*** Information shown

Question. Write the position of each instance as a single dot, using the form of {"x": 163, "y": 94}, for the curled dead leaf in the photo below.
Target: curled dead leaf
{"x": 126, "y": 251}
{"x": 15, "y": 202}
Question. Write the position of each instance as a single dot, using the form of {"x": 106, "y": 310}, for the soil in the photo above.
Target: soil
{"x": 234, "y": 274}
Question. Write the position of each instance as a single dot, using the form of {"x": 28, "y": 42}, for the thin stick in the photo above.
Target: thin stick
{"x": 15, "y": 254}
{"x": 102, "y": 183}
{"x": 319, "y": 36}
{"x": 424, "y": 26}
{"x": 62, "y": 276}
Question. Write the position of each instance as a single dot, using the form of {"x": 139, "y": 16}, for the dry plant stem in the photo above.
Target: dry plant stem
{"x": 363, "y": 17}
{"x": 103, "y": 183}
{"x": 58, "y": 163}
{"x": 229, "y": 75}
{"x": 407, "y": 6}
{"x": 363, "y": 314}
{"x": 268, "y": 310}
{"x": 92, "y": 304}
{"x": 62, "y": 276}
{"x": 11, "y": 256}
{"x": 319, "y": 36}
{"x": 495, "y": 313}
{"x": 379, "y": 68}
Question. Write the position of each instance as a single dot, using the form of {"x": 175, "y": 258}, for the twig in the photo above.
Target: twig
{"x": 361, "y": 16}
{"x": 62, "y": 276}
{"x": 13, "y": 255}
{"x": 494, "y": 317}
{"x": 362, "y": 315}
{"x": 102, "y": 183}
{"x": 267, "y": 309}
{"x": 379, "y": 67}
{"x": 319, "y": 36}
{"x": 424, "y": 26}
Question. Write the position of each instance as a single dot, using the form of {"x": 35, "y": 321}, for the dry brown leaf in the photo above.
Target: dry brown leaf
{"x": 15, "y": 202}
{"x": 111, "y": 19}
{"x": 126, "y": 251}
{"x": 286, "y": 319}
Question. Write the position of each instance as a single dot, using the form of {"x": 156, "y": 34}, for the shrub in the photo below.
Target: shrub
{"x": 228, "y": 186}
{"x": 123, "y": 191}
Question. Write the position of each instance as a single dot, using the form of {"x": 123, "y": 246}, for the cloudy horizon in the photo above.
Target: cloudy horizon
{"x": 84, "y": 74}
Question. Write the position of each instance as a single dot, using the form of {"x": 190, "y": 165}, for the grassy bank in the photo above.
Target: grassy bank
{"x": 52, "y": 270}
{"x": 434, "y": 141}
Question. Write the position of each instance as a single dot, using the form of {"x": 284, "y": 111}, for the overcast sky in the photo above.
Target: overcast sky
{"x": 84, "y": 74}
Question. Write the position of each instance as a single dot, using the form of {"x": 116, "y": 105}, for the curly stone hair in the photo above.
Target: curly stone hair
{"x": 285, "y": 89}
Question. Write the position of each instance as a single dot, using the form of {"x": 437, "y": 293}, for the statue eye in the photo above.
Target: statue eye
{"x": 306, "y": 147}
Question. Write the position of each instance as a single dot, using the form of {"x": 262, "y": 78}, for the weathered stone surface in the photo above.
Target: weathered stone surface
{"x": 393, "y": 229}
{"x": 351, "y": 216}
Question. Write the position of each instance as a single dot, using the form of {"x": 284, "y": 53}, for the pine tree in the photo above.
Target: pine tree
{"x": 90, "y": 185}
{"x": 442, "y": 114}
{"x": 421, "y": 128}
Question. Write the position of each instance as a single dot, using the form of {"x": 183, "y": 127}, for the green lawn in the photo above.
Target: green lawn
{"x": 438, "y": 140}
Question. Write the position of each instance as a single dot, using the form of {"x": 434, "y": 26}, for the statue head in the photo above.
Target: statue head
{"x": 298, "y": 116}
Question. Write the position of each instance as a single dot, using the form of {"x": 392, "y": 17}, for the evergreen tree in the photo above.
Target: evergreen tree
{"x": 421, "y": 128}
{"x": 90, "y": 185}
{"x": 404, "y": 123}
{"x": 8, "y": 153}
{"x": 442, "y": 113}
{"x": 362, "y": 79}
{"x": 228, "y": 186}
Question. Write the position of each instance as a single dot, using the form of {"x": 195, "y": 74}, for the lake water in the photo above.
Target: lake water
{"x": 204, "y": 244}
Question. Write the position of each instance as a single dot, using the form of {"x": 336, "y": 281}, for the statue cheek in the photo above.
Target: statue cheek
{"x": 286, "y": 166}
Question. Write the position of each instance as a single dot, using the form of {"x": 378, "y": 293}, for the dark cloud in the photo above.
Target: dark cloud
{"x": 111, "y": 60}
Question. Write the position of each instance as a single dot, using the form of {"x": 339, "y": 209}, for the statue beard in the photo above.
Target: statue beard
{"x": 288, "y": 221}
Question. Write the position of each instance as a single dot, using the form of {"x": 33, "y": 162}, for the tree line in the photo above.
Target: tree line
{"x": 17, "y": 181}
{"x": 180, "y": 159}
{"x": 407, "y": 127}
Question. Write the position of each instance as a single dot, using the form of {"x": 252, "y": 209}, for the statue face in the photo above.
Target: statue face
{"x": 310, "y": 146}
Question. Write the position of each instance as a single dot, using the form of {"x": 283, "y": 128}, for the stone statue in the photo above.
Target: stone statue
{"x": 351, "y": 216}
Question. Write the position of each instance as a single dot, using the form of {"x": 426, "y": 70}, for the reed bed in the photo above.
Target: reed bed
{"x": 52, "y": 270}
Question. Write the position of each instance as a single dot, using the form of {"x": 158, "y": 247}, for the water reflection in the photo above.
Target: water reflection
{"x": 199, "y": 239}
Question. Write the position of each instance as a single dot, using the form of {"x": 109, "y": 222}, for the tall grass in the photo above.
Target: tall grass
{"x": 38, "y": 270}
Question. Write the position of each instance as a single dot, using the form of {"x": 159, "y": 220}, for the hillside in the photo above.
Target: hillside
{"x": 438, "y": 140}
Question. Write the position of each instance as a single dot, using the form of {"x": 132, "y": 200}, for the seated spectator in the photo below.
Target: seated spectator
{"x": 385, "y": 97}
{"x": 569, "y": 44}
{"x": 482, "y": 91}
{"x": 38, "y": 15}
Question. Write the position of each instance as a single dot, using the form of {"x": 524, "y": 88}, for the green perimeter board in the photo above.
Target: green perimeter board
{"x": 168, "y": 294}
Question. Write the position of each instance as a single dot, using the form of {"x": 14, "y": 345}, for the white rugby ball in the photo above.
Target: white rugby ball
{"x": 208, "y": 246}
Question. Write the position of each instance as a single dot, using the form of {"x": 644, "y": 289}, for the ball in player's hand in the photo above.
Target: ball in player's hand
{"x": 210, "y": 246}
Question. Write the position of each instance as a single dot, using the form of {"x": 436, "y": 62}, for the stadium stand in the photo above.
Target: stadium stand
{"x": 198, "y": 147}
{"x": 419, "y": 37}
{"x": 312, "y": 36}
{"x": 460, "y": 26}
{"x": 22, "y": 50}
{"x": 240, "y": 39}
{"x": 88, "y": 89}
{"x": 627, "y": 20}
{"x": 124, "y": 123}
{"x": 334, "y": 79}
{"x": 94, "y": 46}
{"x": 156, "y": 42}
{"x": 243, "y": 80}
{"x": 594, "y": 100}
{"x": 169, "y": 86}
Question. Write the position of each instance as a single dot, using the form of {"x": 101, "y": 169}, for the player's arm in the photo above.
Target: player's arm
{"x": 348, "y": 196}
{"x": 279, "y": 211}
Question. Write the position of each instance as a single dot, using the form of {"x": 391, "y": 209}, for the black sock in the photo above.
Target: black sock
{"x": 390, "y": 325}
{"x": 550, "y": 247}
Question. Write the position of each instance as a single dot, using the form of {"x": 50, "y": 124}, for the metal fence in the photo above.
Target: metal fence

******

Task statement.
Give the complete listing a second time, exactly as it reads.

Written solution.
Question. Write the position of each instance as a single dot, using the form of {"x": 163, "y": 94}, for the curled dead leaf in the photo below.
Target: curled dead leaf
{"x": 126, "y": 251}
{"x": 15, "y": 202}
Question. Write the position of each instance as a single dot, using the form of {"x": 106, "y": 310}, for the soil in the photo above.
Target: soil
{"x": 234, "y": 274}
Question. Write the position of each instance as a single dot, using the form of {"x": 28, "y": 42}, for the thin stick in the photo above.
Target: thin stick
{"x": 15, "y": 254}
{"x": 102, "y": 183}
{"x": 319, "y": 36}
{"x": 424, "y": 26}
{"x": 62, "y": 276}
Question. Write the position of each instance as a single dot, using the form of {"x": 139, "y": 16}, for the dry plant stem in the photo above.
Target: dry plant stem
{"x": 363, "y": 17}
{"x": 103, "y": 183}
{"x": 58, "y": 163}
{"x": 229, "y": 75}
{"x": 407, "y": 6}
{"x": 363, "y": 314}
{"x": 268, "y": 310}
{"x": 92, "y": 304}
{"x": 62, "y": 276}
{"x": 11, "y": 256}
{"x": 319, "y": 36}
{"x": 495, "y": 313}
{"x": 379, "y": 68}
Question. Write the position of each instance as a single dot, using the form of {"x": 175, "y": 258}, for the twig in the photo above.
Target: twig
{"x": 361, "y": 16}
{"x": 62, "y": 276}
{"x": 13, "y": 255}
{"x": 494, "y": 317}
{"x": 362, "y": 315}
{"x": 102, "y": 183}
{"x": 267, "y": 309}
{"x": 379, "y": 67}
{"x": 319, "y": 36}
{"x": 424, "y": 26}
Question. Write the position of each instance as a single dot, using the form of {"x": 35, "y": 321}, for the dry brown leaf in the photo above.
Target: dry brown leaf
{"x": 15, "y": 202}
{"x": 111, "y": 19}
{"x": 126, "y": 251}
{"x": 286, "y": 319}
Question. Write the position of each instance as a single dot, using the form of {"x": 156, "y": 34}, for the shrub in the photo below.
Target: shrub
{"x": 228, "y": 186}
{"x": 123, "y": 191}
Question. Write the position of each instance as a single dot, using the form of {"x": 123, "y": 246}, for the cloudy horizon in the photo above.
Target: cloudy horizon
{"x": 84, "y": 74}
Question. Write the position of each instance as a single dot, using the form of {"x": 190, "y": 165}, for the grassy bank in the photo above.
Target: grassy bank
{"x": 52, "y": 270}
{"x": 434, "y": 141}
Question. Write the position of each instance as a single dot, using the form of {"x": 284, "y": 111}, for the overcast sky in the photo above.
Target: overcast sky
{"x": 84, "y": 74}
Question. Write the position of each instance as a single dot, using the form of {"x": 116, "y": 105}, for the curly stone hair in the photo above.
Target: curly stone hair
{"x": 285, "y": 89}
Question. Write the position of each instance as a single dot, using the form of {"x": 437, "y": 293}, for the statue eye in the photo above.
Target: statue eye
{"x": 306, "y": 147}
Question. Write the position of each instance as a single dot, using the form of {"x": 262, "y": 78}, for the weathered stone surface in the photo above.
Target: weathered stone surface
{"x": 393, "y": 229}
{"x": 351, "y": 216}
Question. Write the position of each instance as a single dot, using the form of {"x": 284, "y": 53}, for the pine tree in the photo above.
Target: pine tree
{"x": 90, "y": 185}
{"x": 442, "y": 114}
{"x": 421, "y": 128}
Question. Write the position of each instance as a single dot, using the form of {"x": 183, "y": 127}, for the green lawn in the photo above.
Target: green lawn
{"x": 438, "y": 140}
Question. Write the position of each instance as a single dot, using the form of {"x": 434, "y": 26}, for the statue head in the photo above.
Target: statue head
{"x": 298, "y": 116}
Question. Write the position of each instance as a single dot, using the form of {"x": 392, "y": 17}, for the evergreen tree in the photo above.
Target: evergreen tree
{"x": 421, "y": 128}
{"x": 90, "y": 185}
{"x": 404, "y": 123}
{"x": 8, "y": 153}
{"x": 442, "y": 113}
{"x": 362, "y": 79}
{"x": 228, "y": 186}
Question. Write the position of each instance as a single dot, using the form of {"x": 195, "y": 74}, for the lake water in the photo above.
Target: lake water
{"x": 204, "y": 244}
Question. Write the position of each instance as a single dot, using the form of {"x": 336, "y": 281}, for the statue cheek in the photo above.
Target: statue cheek
{"x": 286, "y": 166}
Question. Write the position of each instance as a single dot, using the form of {"x": 378, "y": 293}, for the dark cloud in the photo above.
Target: dark cloud
{"x": 111, "y": 60}
Question. Write the position of each instance as a single dot, using the form of {"x": 339, "y": 209}, for the statue beard in the photo above.
Target: statue beard
{"x": 288, "y": 221}
Question. Write the position of each instance as a single dot, using the form of {"x": 33, "y": 162}, for the tree line in the photo above.
Target: tree line
{"x": 17, "y": 181}
{"x": 180, "y": 159}
{"x": 407, "y": 127}
Question. Write the position of each instance as a single dot, using the form of {"x": 252, "y": 209}, for the statue face in the photo above.
Target: statue face
{"x": 310, "y": 146}
Question. Write the position of each instance as a single dot, using the form of {"x": 283, "y": 128}, for the stone statue in the photo above.
Target: stone statue
{"x": 351, "y": 216}
Question. Write the position of each instance as a single dot, using the form of {"x": 426, "y": 70}, for the reed bed in the photo above.
Target: reed bed
{"x": 52, "y": 270}
Question. Write the position of each instance as a single dot, using the form of {"x": 158, "y": 247}, for the water reflection in the photo above.
Target: water reflection
{"x": 199, "y": 239}
Question. Write the position of each instance as a single dot, using the form of {"x": 109, "y": 222}, for the tall grass in the photo above.
Target: tall grass
{"x": 38, "y": 270}
Question. Write the position of each instance as a single dot, using the form of {"x": 159, "y": 220}, for the hillside in the photo above.
Target: hillside
{"x": 438, "y": 140}
Question. Write the position of each instance as a single dot, using the form of {"x": 132, "y": 200}, for the seated spectator in the photo below.
Target: seated spectator
{"x": 385, "y": 97}
{"x": 569, "y": 44}
{"x": 482, "y": 91}
{"x": 38, "y": 15}
Question. Write the position of each instance as a single dot, using the form of {"x": 524, "y": 88}, for the green perimeter board in the photo above.
Target: green perimeter board
{"x": 168, "y": 294}
Question. Write the position of each instance as a single dot, using the form of {"x": 14, "y": 345}, for the white rugby ball in the photo above.
Target: white rugby ball
{"x": 208, "y": 246}
Question. Write the position of each instance as a single dot, using the form of {"x": 644, "y": 289}, for the ball in player's hand in the photo above.
Target: ball in player's hand
{"x": 210, "y": 246}
Question. Write the position of each instance as a single dot, using the form of {"x": 436, "y": 62}, for the stadium stand in the photo above.
Target: stadium stand
{"x": 198, "y": 147}
{"x": 419, "y": 37}
{"x": 312, "y": 36}
{"x": 460, "y": 26}
{"x": 22, "y": 50}
{"x": 240, "y": 39}
{"x": 88, "y": 89}
{"x": 627, "y": 20}
{"x": 124, "y": 123}
{"x": 334, "y": 79}
{"x": 94, "y": 46}
{"x": 156, "y": 42}
{"x": 243, "y": 80}
{"x": 594, "y": 100}
{"x": 169, "y": 86}
Question. Write the position of each instance as a single dot, using the form of {"x": 101, "y": 169}, for the player's arm in the photo above.
Target: player's arm
{"x": 348, "y": 196}
{"x": 279, "y": 211}
Question. Write the position of each instance as a single dot, using the form of {"x": 391, "y": 209}, for the black sock in the photo above.
Target: black sock
{"x": 390, "y": 325}
{"x": 550, "y": 247}
Question. Write the position of each instance as a single dot, using the form of {"x": 50, "y": 124}, for the metal fence in the photo above.
Target: metal fence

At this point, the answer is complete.